Task details
The listing has to be given again in full and exactly.

Segment Start: Supplied material

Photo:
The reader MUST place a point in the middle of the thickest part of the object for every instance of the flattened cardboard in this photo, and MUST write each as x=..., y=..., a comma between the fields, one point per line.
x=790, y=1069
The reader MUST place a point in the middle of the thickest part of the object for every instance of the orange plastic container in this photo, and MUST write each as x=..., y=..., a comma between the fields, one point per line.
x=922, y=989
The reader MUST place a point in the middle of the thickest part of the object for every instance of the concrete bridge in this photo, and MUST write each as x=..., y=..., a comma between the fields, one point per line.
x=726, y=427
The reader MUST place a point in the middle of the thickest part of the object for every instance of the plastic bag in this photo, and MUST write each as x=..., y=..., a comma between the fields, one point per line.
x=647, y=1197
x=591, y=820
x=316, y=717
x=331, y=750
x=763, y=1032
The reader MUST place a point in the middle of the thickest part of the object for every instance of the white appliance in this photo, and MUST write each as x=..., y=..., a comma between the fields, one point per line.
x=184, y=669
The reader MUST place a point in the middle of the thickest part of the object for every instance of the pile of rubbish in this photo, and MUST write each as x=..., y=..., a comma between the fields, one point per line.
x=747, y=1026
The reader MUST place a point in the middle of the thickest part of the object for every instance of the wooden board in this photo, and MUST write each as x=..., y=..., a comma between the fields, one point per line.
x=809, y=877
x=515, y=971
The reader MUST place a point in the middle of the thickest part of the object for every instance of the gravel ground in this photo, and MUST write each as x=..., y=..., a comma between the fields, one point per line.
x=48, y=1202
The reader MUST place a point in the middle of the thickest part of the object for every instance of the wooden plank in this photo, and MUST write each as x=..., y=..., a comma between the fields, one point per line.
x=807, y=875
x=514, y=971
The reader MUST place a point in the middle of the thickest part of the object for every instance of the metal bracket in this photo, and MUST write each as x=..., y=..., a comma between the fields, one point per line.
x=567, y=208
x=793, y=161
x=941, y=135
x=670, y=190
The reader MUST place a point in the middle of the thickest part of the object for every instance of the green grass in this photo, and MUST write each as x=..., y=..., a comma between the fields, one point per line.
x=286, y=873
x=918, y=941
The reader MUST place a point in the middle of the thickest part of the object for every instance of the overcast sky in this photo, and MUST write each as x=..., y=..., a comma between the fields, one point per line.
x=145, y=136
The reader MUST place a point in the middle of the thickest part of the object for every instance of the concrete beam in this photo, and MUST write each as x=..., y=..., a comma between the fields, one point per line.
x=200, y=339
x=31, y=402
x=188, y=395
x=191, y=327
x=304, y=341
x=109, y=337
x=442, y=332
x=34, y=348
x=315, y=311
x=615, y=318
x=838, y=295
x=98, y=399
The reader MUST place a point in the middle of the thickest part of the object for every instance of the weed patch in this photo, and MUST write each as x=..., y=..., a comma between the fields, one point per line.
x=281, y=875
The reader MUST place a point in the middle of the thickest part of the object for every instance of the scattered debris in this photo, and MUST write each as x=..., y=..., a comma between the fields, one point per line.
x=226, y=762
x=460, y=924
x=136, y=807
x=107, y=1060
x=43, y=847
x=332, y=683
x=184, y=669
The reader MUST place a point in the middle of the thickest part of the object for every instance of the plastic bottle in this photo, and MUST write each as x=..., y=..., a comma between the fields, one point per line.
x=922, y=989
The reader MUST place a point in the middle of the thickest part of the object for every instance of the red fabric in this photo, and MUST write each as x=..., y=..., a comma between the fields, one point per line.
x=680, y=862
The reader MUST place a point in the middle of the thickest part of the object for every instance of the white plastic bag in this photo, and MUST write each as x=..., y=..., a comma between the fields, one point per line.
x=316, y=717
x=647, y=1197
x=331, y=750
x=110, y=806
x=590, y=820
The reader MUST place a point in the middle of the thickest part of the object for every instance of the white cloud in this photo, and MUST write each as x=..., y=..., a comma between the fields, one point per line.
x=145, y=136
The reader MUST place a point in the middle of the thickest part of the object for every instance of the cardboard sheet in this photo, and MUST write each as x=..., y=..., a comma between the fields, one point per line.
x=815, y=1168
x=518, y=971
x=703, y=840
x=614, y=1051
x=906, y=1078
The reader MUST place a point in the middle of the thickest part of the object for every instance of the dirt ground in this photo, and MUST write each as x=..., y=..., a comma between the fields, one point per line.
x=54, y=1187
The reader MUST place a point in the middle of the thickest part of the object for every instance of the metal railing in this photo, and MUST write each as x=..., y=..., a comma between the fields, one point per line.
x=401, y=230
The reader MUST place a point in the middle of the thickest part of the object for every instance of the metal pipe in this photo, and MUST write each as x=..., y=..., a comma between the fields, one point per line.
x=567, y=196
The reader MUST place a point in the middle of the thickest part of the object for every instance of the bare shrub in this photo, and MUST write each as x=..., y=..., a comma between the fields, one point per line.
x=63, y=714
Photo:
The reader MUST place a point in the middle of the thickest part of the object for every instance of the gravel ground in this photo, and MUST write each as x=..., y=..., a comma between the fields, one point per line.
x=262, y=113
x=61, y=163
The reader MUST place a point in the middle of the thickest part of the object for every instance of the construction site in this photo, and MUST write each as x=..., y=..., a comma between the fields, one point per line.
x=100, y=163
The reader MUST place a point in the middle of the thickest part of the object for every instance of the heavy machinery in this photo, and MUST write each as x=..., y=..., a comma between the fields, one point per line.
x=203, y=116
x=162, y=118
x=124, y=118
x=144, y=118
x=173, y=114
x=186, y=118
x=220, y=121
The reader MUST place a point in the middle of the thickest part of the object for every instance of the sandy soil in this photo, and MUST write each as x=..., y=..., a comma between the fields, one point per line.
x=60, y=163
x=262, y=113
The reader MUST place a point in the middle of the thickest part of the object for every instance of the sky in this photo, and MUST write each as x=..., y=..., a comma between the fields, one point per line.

Segment End: Supplied material

Completed exercise
Photo:
The reader MUST place a point in the middle of the thickest part of the object for every instance of the flattened cardboard in this photo, and MUST write each as x=..., y=..., a comma between the fields, one point per line.
x=790, y=1069
The reader MUST place a point in the middle of the thickest part of the object for every instance of the orange plastic container in this photo, and MUST write each as x=..., y=..., a comma between the fields, one point per line.
x=922, y=989
The reader MUST place a point in the middle of the thickest part of the object for every instance of the concrete bridge in this photo, and MUST write each as x=..., y=..., a comma between the fields, one point per line.
x=726, y=427
The reader MUST place a point in the middle of the thickest part of the object for every instance of the plastic bag in this photo, and MUST write each as x=..., y=..., a comma between the fields, one point per line.
x=647, y=1197
x=591, y=820
x=316, y=717
x=331, y=750
x=763, y=1032
The reader MUST place a point in the middle of the thickest part of the object for every instance of the white appliance in this photo, and MUST write each as x=..., y=..., a comma between the fields, one point per line.
x=184, y=669
The reader MUST place a point in the middle of the thickest part of the object for every instance of the pile of rubbish in this photo, and MUST write each as x=..., y=..., a comma between the fields, one point per line.
x=747, y=1026
The reader MUST place a point in the middle of the thickest part of the object for every instance of the wooden board in this photo, and MUST write each as x=..., y=..., a comma between the fields, one point per line.
x=809, y=877
x=515, y=971
The reader MUST place a point in the middle of the thickest part of the object for every instance of the gravel ground in this photo, and MUST write each as x=..., y=..., a comma between the fields, one point per line.
x=48, y=1202
The reader MUST place a point in the middle of the thickest part of the object for every instance of the wooden plank in this photo, and MUST write each as x=..., y=..., a comma between the fields, one point per line.
x=807, y=875
x=514, y=971
The reader MUST place a point in the middle of the thickest part of the object for every instance of the metal bracket in this photo, and MUST write each as x=..., y=..., a comma between the fields, one point per line.
x=567, y=208
x=793, y=161
x=941, y=135
x=670, y=190
The reader MUST place a point in the middle of the thickest part of the object for every instance of the green grass in this photo, and MUST write each as x=..., y=..., a comma between the fields, one point per line.
x=286, y=873
x=918, y=941
The reader MUST place a point in the middle of the thickest part of the object for every instance of the overcast sky in this photo, and MUST write each as x=..., y=..., a comma between the fields, one point per line.
x=145, y=136
The reader MUST place a point in the middle of the thickest part of the object for every instance of the concrete beam in this photo, and MUST write each as x=..., y=..., a comma between the fields, one point per line.
x=200, y=339
x=31, y=402
x=188, y=395
x=191, y=327
x=304, y=341
x=109, y=337
x=442, y=332
x=34, y=348
x=315, y=311
x=615, y=318
x=838, y=295
x=98, y=399
The reader MUST place a point in the middle of the thickest part of the object for every instance of the weed patch in this photo, and MUST write each as x=..., y=..., a comma between the fields, one point per line.
x=281, y=875
The reader MUST place a point in the middle of the thickest part of the object for every instance of the scattered debris in this photo, and MUST write each as x=..., y=..., a comma between the fields, one point per line.
x=226, y=762
x=460, y=924
x=136, y=807
x=107, y=1060
x=43, y=847
x=332, y=683
x=184, y=669
The reader MUST place a point in the middle of the thickest part of the object for every instance of the plastic bottle in this photo, and MUST write each as x=..., y=..., a comma between the fields, one point per line.
x=922, y=989
The reader MUST place a point in the middle of the thickest part of the object for every instance of the red fabric in this photo, and MUST write each as x=..., y=..., a comma between the fields, one point per line.
x=680, y=862
The reader MUST place a point in the middle of the thickest part of the object for every instance of the white plastic bag in this photo, and MUST write each as x=..., y=..., a comma between the fields, one point per line.
x=316, y=717
x=647, y=1197
x=331, y=750
x=110, y=806
x=590, y=820
The reader MUST place a point in the middle of the thickest part of the object for every instance of the white cloud in this photo, and MUST write each as x=..., y=..., a comma between the fields, one point per line.
x=145, y=136
The reader MUST place a point in the middle of the thickest part of the object for every instance of the cardboard sheet in this photo, and MUST write each as x=..., y=..., a comma between the fields, one point per line.
x=815, y=1168
x=518, y=971
x=703, y=840
x=614, y=1051
x=906, y=1078
The reader MUST place a point in the middle of the thickest part of the object for every instance of the dirt ground in this photo, and MUST write each as x=..., y=..., a comma between the fields, one point per line.
x=54, y=1187
The reader MUST place a point in the middle of the thickest part of the object for every instance of the metal railing in this photo, and MUST write each as x=..., y=..., a comma between the fields, one point per line.
x=401, y=230
The reader MUST place a point in the middle of the thickest part of the object for every instance of the metal pipe in this photo, and MUST write each as x=..., y=..., a comma between the fields, one point per line.
x=567, y=196
The reader MUST place a point in the middle of the thickest part of the object for every instance of the bare shrub in this photo, and MUST write each as x=..., y=..., a comma between the fields, one point per line.
x=63, y=714
Photo:
The reader MUST place a point in the middle of the thickest part of the object for every instance of the gravel ground in this photo, and MUST write each as x=..., y=..., a comma between the fields, one point per line.
x=262, y=113
x=61, y=163
The reader MUST place a point in the middle of the thickest part of the object for every instance of the construction site in this photo, and MUST write each as x=..., y=..., a comma between the fields, one point per line.
x=100, y=163
The reader MUST place a point in the middle of the thickest part of the object for every instance of the heavy machinery in this photo, and MUST write each as x=..., y=..., a comma between the fields, one point per line.
x=203, y=116
x=162, y=118
x=124, y=118
x=144, y=118
x=173, y=114
x=186, y=118
x=220, y=121
The reader MUST place a point in the middle of the thickest part of the object for every instance of the sandy soil in this photo, and MUST write each as x=..., y=..., a comma between the fields, one point per line.
x=60, y=163
x=262, y=113
The reader MUST place a point in the middle of the thickest part of the object for every instance of the sky in this photo, and MUST write each as x=..., y=..., a comma between the fields, one point per line.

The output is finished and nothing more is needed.